What the task requires –
Please copy out, word for word and with nothing else, the lines of the records below, starting at the line that contains "Mark each instance of the pitcher handle" and ending at the line that contains "x=125 y=248", with both of those lines included.

Raw data –
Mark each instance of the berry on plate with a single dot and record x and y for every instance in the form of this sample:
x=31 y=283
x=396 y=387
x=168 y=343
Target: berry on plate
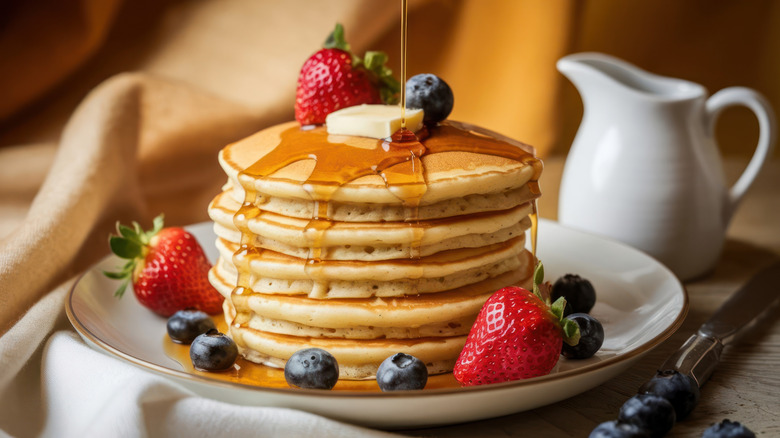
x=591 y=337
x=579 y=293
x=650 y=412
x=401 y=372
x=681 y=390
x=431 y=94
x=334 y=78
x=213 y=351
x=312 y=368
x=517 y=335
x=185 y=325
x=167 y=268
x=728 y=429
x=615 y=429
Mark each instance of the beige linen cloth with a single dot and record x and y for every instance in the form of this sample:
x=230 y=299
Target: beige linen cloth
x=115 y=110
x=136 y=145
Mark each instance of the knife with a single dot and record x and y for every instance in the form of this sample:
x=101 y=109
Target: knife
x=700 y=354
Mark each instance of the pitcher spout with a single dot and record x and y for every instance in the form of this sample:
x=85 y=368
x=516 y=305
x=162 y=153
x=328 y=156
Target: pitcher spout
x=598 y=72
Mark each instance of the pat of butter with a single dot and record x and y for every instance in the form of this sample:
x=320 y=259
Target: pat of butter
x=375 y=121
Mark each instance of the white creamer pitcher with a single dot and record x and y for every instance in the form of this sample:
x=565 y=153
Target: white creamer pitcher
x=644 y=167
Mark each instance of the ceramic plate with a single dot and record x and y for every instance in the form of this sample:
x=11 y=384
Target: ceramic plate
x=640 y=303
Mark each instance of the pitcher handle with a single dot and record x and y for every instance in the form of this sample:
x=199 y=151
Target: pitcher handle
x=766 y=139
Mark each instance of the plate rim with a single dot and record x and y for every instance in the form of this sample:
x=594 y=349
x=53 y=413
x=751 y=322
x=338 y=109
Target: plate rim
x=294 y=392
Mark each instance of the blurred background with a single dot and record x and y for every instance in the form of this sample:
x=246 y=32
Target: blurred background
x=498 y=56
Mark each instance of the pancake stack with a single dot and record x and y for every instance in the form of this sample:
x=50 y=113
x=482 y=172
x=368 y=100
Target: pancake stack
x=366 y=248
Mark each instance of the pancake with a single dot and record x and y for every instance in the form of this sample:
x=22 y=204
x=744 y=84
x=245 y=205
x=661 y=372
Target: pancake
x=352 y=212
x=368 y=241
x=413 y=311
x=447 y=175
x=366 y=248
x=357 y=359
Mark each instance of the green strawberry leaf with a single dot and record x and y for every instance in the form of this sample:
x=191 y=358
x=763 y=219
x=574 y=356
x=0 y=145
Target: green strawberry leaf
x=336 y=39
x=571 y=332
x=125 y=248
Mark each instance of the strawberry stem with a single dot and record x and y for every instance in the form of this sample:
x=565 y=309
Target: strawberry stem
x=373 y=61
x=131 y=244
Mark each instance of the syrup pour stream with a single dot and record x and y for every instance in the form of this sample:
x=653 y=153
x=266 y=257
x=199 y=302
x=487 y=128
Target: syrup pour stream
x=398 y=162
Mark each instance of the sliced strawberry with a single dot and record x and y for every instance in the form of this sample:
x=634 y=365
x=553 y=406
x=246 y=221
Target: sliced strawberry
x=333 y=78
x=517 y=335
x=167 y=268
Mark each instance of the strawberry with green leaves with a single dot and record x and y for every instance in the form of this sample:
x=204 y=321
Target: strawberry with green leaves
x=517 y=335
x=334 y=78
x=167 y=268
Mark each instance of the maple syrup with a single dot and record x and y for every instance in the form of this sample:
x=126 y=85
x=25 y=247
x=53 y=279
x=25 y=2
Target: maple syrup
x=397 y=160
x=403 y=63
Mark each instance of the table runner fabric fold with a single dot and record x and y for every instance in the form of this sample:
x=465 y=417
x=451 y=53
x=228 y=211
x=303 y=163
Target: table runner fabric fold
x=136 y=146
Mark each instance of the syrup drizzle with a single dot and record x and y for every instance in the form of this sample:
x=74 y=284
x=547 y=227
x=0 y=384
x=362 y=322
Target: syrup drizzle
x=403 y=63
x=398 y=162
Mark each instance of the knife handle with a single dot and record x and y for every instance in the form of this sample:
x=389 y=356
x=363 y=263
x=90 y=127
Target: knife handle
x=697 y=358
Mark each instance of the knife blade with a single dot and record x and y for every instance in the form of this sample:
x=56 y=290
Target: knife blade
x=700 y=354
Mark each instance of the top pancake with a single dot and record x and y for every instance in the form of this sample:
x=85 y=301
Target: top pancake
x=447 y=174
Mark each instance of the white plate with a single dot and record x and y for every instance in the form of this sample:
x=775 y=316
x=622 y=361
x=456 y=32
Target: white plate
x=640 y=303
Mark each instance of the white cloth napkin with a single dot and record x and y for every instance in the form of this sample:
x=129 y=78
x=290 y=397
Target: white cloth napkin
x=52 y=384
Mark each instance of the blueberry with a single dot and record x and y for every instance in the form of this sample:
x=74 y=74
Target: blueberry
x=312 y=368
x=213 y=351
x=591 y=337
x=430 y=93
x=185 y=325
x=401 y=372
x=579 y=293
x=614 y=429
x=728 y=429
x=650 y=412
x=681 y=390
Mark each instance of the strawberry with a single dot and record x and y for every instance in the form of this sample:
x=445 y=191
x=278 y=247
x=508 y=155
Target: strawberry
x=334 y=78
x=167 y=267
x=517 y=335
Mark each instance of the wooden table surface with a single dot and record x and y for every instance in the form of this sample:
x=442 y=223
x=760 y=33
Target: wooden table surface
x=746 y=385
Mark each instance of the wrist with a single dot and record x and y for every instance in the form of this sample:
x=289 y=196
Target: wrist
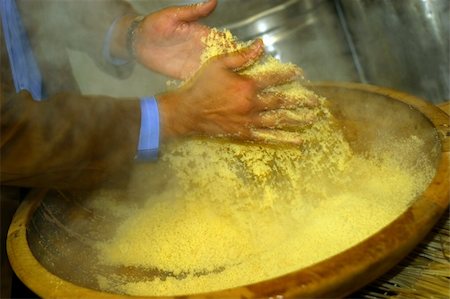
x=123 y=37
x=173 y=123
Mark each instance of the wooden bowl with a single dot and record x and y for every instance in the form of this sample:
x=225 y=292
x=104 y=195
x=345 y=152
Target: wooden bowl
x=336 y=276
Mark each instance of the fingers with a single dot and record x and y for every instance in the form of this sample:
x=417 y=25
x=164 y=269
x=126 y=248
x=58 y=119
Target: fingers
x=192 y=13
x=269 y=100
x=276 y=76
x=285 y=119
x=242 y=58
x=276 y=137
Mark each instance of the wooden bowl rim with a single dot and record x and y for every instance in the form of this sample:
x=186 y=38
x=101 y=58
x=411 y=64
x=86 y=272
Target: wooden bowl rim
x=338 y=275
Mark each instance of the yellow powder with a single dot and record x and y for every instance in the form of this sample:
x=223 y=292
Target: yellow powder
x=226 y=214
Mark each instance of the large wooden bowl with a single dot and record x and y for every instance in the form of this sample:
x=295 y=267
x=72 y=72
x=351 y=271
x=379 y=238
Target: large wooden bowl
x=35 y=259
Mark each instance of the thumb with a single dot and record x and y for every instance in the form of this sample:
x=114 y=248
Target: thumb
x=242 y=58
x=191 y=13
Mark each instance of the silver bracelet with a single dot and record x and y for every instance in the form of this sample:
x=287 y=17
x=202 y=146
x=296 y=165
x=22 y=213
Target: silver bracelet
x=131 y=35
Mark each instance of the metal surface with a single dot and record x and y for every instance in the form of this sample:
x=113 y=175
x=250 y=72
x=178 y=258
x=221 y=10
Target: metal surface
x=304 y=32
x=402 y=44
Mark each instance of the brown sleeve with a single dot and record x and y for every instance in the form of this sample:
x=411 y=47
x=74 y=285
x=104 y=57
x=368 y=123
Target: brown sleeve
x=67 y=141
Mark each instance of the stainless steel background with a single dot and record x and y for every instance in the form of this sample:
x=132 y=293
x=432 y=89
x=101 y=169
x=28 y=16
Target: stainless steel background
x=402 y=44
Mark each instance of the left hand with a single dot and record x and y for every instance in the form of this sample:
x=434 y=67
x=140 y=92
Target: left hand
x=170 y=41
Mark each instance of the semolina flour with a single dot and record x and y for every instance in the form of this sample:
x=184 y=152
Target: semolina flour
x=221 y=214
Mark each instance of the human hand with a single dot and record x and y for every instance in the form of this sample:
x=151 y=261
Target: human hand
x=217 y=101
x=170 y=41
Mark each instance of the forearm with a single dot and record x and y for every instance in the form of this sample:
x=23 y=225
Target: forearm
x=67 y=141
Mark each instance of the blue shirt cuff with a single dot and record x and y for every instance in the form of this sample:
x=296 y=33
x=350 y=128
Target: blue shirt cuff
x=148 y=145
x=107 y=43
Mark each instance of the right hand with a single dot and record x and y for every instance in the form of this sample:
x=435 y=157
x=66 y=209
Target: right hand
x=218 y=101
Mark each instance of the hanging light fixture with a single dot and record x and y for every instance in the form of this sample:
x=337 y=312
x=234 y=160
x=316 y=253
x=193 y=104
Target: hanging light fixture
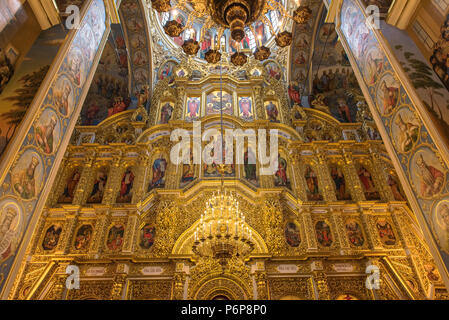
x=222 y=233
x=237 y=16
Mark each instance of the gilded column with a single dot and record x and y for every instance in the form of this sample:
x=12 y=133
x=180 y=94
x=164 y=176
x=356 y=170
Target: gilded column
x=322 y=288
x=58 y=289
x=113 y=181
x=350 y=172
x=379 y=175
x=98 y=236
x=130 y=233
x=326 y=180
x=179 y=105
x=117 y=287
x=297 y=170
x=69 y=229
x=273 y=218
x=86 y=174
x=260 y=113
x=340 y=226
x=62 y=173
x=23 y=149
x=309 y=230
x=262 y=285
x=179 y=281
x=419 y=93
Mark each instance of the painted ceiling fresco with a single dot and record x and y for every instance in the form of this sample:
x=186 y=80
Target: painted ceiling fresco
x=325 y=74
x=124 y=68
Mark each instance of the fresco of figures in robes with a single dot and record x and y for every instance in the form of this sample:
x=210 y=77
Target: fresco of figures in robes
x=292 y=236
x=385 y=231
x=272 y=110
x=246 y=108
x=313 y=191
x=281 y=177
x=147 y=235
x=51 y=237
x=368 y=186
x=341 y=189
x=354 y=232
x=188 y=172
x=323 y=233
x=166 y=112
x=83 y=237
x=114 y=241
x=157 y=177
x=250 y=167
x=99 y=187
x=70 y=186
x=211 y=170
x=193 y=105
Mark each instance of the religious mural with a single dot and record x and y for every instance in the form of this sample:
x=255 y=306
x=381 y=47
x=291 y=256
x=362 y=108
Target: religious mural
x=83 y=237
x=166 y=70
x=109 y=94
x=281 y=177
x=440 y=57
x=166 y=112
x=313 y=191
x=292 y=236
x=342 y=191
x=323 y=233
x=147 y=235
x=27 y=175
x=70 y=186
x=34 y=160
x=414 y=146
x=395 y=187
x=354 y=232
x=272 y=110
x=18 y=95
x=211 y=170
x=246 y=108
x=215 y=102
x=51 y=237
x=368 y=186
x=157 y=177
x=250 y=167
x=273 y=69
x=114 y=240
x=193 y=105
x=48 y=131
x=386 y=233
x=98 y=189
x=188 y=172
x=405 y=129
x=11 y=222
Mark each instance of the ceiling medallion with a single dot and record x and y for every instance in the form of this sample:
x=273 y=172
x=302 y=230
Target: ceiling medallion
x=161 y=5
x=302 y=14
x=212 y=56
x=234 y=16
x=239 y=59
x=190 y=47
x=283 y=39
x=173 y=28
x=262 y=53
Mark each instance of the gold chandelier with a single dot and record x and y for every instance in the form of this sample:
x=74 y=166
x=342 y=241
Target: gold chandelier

Task answer –
Mark each instance of the pitcher handle with a single dot and record x and y for every instance in the form of this sample:
x=199 y=151
Target: pitcher handle
x=766 y=139
Mark each instance of the plate rim with a single dot and record x and y for every instance in the form of this sample:
x=594 y=349
x=53 y=413
x=751 y=322
x=338 y=109
Target: plate rim
x=294 y=392
Mark each instance of the blurred background with a single dot and record x and y for every instance in the form of this sample:
x=246 y=32
Target: blurred background
x=498 y=56
Mark each instance of the pancake stack with a single dot and record x and y for every instance in the form of this sample:
x=50 y=113
x=482 y=172
x=368 y=100
Target: pancake stack
x=366 y=248
Mark each instance of the pancake with a single dot and record x and y for every instance in the form of this sample:
x=22 y=204
x=744 y=84
x=245 y=205
x=661 y=372
Target: pancake
x=352 y=212
x=368 y=241
x=413 y=311
x=447 y=175
x=366 y=248
x=357 y=359
Mark each instance of the green strawberry leaf with a single dot and record x and y for every instance in the form of this sample:
x=191 y=358
x=763 y=219
x=574 y=356
x=0 y=145
Target: green strawberry leaf
x=336 y=39
x=571 y=332
x=125 y=248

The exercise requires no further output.